**EXTRAIT DE PAGE**
----

D’après les vestiges de l’Abaton, temple de Biggeh, David Roberts, gravure peinte, 1838, XIXe siècle ; les ruines de l’île de Biggeh, tombeau mythique d’Osiris, document photographique, région d’Assouan, en Haute-Égypte ; et le hiéroglyphe désignant le dieu Osiris ; Égypte Ancienne. (Marsailly/Blogostelle)
Le décret déclare encore que cet endroit hautement sacré doit rester silencieux et inaccessible… « Aucun homme ne devra jamais y pénétrer, ni personne y marcher« . La chasse comme la pêche y sont interdites « dans un rayon de 40 coudées… »
L’ABATON, TOMBEAU MYTHIQUE D’OSIRIS
Considéré au II millénaire avjc comme le tombeau mythique d’Osiris, le sanctuaire de l’Abaton de l’île de Biggeh jouit d’une très haute importance. Abaton signifie inaccessible en grec.

----

**DONNÉES EXTRAITES**
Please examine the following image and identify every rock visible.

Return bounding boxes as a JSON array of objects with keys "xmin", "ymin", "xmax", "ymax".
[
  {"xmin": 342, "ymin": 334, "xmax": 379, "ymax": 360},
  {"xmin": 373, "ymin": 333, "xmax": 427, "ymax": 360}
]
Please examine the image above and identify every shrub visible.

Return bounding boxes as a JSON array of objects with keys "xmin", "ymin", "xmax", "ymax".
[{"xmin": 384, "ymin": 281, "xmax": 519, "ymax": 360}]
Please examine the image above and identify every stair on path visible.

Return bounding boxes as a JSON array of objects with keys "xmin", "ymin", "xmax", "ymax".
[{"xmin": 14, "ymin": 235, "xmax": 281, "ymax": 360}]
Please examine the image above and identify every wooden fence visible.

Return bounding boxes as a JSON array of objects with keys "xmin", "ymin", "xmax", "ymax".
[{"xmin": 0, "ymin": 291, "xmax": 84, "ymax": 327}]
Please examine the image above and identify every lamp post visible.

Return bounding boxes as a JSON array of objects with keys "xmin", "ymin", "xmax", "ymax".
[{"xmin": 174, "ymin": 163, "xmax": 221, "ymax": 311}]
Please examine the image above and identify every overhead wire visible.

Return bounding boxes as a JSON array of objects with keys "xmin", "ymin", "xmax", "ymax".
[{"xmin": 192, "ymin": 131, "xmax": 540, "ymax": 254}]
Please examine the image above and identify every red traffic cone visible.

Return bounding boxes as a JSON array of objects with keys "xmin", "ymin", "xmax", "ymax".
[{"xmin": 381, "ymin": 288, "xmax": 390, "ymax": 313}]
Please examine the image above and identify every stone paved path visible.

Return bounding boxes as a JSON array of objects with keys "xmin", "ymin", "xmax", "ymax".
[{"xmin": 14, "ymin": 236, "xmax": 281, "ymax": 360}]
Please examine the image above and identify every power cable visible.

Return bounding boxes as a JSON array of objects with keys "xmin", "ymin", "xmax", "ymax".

----

**CONSIGNE**
Rédigez la suite du texte sur l'Abaton de l'île de Biggeh, tombeau mythique d'Osiris, en reprenant après sa dernière phrase.

**PRODUCTION ATTENDUE**
La Butte d’Osiris abrite la sépulture divine
En Égyptien, on désigne l’Abaton sous le nom de butte pure ou île pure. Par ailleurs, en égyptien on désigne encore l’île de Biggeh sous le terme de Senmet ou Senmout, qui désigne probablement une aire plus vaste que l’île-sanctuaire elle-même.
Biggeh est en effet entourée d’autres îles, ainsi que des terres cultivées de la région de la première cataracte, située à la frontière de la Nubie. Le culte voué à Osiris dans cette contrée a sans doute connu son apogée durant la Basse époque et l’époque Ptolémaïque…
Sur des reliefs de Philae la déesse Isis redonne le souffle de la Vie à son époux Osiris et Osiris et Isis ailée reçoivent des offrandes de pharaon.


D’après la déesse Isis, Ankh (Vie) et Osiris et Osiris et la déesse Isis ailée recevant des offrandes royale, reliefs, 380 avjc- 300 apjc, temple d’Isis de Philae, XXXe dynastie-époque romaine, Aguilkia, Assouan, Égypte Ancienne. (Marsailly/Blogostelle)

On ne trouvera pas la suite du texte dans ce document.